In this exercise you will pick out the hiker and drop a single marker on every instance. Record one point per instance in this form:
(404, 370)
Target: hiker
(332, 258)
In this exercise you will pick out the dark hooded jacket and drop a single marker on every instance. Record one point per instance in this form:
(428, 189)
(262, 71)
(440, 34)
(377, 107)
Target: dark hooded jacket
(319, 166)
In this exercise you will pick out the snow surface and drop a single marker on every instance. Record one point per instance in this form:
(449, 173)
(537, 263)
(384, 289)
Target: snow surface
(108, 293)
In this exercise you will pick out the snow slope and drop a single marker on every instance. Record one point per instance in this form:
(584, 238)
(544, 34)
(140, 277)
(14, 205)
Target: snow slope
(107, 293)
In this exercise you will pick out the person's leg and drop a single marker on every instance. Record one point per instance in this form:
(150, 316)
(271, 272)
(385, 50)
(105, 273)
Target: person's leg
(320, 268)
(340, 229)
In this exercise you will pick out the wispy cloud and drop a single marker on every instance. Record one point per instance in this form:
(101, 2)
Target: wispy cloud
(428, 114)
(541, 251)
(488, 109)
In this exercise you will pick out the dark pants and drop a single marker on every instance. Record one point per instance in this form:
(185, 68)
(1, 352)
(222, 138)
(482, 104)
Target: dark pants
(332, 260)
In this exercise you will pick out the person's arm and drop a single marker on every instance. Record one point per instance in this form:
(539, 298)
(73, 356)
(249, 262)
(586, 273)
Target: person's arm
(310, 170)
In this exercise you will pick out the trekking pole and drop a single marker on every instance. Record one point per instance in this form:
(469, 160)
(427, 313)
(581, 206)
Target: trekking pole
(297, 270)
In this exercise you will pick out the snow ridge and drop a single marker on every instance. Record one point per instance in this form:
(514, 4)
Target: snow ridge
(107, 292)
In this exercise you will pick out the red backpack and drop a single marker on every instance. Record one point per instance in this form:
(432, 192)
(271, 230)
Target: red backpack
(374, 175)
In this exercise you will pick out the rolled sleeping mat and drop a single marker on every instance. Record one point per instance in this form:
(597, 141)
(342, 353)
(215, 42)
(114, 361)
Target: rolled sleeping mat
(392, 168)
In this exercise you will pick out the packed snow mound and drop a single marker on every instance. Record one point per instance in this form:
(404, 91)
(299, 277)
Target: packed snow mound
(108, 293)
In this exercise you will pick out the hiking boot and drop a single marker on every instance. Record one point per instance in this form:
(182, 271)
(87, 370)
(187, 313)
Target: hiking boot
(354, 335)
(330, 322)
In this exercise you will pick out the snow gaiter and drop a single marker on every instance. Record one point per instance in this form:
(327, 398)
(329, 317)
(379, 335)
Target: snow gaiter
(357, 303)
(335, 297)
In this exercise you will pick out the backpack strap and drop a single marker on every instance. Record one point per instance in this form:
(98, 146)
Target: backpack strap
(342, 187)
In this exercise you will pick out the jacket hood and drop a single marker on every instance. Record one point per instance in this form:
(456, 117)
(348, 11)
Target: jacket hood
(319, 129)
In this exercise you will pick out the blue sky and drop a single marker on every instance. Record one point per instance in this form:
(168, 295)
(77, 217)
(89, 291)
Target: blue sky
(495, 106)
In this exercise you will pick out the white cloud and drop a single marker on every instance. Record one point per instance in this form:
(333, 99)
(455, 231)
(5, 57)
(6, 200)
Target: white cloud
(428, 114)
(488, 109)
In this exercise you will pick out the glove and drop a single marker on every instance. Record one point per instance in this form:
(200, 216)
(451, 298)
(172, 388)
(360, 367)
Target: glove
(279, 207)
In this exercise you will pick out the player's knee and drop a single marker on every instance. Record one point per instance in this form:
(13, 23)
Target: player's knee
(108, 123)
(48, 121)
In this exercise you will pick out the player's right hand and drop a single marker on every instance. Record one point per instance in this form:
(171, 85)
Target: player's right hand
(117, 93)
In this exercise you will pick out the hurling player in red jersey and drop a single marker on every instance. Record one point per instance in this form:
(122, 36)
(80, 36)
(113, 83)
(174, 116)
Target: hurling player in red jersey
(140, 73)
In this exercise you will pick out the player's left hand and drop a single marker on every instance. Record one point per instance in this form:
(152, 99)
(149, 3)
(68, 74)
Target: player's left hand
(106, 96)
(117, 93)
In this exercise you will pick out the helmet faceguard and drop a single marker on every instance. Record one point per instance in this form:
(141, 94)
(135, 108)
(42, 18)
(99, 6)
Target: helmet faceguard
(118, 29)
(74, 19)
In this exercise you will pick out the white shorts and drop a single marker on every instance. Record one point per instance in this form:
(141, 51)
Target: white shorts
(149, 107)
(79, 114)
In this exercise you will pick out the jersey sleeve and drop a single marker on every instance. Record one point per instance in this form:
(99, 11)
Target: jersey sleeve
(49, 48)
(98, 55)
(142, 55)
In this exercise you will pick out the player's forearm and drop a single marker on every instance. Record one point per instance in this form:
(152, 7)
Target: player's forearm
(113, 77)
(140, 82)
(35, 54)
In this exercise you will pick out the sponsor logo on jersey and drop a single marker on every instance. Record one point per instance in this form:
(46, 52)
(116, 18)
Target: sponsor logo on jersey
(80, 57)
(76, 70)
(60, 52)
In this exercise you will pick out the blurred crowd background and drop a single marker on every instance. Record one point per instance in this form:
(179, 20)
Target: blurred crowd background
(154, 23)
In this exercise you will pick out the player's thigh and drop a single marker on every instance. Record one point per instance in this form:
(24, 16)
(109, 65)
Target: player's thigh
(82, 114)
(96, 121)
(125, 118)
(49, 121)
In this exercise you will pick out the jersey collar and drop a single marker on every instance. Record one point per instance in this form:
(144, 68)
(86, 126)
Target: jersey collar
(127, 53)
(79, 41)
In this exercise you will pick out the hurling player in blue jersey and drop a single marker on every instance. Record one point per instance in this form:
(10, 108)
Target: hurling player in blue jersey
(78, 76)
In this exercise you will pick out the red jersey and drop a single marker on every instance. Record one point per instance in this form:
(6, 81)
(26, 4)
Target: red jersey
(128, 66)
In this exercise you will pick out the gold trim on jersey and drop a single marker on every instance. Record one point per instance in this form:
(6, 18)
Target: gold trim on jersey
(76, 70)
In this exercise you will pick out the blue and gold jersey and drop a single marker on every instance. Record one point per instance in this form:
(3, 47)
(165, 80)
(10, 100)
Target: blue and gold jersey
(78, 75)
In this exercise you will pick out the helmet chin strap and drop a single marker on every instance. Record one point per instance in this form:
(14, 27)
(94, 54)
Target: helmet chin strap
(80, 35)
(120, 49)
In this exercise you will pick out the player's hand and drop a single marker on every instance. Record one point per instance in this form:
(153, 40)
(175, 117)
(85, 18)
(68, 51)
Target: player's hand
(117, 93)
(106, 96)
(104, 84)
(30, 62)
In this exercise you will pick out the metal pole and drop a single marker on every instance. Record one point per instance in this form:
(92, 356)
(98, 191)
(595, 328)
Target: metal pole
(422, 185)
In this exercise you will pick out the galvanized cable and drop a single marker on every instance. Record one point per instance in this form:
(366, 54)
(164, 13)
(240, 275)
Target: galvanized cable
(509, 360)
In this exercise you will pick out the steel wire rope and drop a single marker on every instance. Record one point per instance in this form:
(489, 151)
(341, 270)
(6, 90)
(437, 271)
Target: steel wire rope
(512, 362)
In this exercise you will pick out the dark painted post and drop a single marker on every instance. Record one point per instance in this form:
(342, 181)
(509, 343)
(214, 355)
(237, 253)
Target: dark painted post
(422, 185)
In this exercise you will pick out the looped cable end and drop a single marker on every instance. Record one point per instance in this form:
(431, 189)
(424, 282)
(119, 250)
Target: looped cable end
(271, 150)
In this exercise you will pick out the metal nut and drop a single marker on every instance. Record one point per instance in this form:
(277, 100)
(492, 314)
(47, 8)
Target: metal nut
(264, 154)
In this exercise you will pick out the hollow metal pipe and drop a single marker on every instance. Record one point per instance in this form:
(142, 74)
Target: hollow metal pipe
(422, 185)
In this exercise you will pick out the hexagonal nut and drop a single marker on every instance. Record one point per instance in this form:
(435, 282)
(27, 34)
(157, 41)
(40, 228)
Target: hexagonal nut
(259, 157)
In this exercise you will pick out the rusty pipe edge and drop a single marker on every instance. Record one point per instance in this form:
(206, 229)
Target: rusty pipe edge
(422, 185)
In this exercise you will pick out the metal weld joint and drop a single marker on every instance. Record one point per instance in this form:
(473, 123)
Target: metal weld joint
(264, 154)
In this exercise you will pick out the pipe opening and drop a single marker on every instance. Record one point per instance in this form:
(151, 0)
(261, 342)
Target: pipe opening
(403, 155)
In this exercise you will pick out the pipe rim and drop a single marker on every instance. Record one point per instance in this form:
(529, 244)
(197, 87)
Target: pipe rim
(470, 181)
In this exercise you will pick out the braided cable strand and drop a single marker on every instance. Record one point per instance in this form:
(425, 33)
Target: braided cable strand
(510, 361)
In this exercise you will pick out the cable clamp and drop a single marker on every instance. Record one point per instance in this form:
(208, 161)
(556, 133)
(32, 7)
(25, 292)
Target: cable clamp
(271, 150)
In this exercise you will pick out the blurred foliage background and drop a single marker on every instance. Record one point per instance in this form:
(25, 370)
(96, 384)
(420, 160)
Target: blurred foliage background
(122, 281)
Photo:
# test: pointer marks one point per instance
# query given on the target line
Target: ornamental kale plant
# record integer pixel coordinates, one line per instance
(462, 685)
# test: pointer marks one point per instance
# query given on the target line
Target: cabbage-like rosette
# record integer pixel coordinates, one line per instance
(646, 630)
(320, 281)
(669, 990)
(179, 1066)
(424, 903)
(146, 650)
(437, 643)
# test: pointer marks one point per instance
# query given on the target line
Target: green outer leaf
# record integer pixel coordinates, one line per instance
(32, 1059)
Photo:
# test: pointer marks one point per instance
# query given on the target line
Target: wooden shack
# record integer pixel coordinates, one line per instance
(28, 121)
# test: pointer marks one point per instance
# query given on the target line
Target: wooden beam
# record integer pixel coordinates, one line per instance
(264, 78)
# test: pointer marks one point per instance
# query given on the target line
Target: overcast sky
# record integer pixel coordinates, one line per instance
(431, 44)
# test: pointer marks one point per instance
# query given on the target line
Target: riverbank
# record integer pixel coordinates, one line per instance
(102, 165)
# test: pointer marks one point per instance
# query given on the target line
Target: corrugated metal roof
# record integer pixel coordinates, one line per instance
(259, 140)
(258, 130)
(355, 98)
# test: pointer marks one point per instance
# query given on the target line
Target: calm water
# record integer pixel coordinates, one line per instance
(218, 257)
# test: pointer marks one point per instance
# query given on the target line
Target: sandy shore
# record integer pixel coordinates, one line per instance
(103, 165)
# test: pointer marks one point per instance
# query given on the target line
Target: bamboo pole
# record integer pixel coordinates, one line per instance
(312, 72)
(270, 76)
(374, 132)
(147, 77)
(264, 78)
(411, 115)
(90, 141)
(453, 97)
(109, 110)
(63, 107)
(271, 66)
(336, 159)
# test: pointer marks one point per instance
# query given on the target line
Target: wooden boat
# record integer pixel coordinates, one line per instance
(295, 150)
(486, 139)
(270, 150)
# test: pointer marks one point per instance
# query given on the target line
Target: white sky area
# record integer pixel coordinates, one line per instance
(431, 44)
----
▶ [Objective] Pick out each line of the data above that contains the string "person". Case must match.

▶ [Final answer]
In this exercise you will pick out the person's leg and drop a single marker on every instance. Record one point per instance in this form:
Target: person's leg
In this exercise you will pick out the person's arm and drop a single marker on every instance. Record one point per instance in this form:
Target: person's arm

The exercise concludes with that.